**What the exercise asks**
Rewrite everything from the line containing "find snow patch" down to the end of the entries, putting "layout" wherever "format" appears and leaving all else unchanged.

# START OF Source data

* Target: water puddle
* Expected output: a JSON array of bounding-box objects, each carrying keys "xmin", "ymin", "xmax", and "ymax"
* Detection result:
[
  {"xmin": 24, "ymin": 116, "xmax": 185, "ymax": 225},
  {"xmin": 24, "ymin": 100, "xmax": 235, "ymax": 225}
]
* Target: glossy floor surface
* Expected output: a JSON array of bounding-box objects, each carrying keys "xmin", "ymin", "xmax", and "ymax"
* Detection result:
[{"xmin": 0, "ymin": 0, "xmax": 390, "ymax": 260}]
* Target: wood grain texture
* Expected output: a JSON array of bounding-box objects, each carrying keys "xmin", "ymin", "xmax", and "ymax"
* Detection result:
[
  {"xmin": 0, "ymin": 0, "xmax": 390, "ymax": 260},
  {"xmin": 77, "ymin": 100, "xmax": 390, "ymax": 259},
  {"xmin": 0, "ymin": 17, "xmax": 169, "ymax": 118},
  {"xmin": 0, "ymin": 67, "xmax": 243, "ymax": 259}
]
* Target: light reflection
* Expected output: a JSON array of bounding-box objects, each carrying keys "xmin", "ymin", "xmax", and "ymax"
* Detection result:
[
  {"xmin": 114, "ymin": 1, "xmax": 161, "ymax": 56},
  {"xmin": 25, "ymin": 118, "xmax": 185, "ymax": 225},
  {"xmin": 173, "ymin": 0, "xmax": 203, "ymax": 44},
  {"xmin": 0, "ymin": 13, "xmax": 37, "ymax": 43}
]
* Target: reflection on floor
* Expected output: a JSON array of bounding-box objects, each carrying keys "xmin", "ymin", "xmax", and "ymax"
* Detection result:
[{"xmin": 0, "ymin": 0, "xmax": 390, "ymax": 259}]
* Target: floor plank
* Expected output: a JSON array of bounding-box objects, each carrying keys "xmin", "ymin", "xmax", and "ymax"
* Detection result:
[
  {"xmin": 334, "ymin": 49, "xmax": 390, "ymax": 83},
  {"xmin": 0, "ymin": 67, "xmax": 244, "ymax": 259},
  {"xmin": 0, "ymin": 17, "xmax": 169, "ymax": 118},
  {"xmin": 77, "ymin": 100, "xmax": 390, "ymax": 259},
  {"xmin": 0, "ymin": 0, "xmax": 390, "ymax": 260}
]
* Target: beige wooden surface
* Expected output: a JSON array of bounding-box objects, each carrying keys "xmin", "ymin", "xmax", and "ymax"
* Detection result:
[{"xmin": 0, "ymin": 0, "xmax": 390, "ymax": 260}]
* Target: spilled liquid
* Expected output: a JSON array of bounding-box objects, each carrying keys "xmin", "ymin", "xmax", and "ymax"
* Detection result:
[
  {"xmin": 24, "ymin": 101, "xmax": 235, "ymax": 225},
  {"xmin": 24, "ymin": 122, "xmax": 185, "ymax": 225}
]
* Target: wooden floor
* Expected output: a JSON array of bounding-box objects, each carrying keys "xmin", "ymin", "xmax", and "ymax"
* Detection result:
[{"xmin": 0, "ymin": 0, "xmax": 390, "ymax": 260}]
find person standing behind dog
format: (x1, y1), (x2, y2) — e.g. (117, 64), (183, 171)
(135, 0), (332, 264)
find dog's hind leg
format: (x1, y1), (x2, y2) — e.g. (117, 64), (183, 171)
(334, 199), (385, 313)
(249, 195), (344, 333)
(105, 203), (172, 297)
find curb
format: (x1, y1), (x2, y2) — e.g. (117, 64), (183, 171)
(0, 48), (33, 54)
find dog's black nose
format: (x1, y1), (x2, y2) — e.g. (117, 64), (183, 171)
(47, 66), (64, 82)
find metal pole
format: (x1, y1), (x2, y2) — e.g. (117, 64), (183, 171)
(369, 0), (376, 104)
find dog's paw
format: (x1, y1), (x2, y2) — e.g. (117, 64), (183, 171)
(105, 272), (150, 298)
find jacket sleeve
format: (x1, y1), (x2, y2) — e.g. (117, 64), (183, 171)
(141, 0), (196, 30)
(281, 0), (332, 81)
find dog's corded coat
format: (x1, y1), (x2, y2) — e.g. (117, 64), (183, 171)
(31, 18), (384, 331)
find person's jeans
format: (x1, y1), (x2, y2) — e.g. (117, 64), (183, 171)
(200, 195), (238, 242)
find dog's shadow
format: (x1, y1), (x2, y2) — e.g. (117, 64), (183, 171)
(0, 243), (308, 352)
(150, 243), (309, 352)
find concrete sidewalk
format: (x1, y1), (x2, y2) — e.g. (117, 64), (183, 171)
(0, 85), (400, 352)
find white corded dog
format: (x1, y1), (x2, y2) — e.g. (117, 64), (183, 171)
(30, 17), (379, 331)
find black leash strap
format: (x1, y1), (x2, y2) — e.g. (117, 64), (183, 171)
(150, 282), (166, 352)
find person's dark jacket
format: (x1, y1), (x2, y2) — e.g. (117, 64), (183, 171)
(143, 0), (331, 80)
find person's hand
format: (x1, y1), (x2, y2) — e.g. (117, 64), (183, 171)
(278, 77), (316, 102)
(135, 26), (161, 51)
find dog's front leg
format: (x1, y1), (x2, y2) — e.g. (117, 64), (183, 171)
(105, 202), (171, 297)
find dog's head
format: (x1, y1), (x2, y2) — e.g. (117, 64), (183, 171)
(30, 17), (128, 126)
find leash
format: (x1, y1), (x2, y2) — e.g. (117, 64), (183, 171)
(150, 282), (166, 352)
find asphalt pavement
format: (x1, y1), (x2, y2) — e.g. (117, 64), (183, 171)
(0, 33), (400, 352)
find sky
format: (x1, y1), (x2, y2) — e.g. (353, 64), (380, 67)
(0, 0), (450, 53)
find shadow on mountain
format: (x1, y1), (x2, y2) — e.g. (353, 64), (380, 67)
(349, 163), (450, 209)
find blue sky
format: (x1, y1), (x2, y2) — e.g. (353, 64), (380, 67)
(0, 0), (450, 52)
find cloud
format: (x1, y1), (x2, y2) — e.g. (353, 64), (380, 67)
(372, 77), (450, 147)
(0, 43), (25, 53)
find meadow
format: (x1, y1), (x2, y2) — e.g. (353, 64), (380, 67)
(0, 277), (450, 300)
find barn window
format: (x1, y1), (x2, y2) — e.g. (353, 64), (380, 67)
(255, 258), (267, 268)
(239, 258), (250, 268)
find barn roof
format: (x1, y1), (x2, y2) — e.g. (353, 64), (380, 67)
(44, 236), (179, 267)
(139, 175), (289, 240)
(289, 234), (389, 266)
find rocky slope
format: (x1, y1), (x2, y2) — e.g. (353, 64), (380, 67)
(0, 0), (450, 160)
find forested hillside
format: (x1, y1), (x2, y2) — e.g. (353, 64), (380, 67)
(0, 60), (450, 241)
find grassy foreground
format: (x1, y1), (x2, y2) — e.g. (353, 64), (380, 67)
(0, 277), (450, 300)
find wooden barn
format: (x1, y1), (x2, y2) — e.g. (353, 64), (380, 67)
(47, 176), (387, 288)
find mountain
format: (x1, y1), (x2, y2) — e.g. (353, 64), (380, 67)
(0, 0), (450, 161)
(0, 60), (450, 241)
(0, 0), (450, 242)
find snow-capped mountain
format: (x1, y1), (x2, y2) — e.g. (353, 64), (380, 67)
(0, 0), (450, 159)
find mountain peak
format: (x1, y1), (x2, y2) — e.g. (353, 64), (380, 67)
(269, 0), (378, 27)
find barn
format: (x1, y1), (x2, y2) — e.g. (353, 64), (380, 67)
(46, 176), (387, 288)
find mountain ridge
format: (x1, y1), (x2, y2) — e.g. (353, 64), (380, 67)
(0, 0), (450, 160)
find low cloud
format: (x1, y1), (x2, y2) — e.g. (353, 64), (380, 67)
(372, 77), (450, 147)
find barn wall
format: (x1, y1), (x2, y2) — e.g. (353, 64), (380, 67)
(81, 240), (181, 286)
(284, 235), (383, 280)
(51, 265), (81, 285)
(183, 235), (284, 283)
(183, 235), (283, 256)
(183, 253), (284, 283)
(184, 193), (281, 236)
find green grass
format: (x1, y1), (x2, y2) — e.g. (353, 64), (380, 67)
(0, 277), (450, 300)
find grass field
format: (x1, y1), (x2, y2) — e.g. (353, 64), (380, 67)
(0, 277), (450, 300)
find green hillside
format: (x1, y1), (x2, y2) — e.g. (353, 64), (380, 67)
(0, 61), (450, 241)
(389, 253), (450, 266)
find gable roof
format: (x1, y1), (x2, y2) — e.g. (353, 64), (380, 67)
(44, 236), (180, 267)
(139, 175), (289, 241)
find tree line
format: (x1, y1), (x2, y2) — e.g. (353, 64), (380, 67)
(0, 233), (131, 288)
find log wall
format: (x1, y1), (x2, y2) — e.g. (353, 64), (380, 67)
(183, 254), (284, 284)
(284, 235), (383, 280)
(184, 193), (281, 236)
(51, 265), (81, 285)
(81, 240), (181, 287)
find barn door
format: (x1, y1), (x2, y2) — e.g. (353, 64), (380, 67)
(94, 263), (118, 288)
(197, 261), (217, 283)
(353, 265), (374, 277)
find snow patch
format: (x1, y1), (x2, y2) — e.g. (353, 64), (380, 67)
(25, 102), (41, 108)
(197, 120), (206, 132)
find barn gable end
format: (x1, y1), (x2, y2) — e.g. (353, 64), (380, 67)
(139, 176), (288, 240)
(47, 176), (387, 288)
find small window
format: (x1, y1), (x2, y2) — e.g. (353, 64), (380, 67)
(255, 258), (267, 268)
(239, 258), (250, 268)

# END OF Source data

**Solution for this task**
find snow patch
layout: (x1, y1), (x2, y2) — e.g. (353, 64), (380, 67)
(25, 102), (41, 108)
(197, 120), (206, 132)
find barn gable end
layout: (x1, y1), (x2, y2) — e.g. (353, 64), (380, 67)
(139, 176), (288, 240)
(47, 176), (387, 288)
find small window
layout: (x1, y1), (x2, y2) — e.g. (353, 64), (380, 67)
(255, 258), (267, 268)
(239, 258), (250, 268)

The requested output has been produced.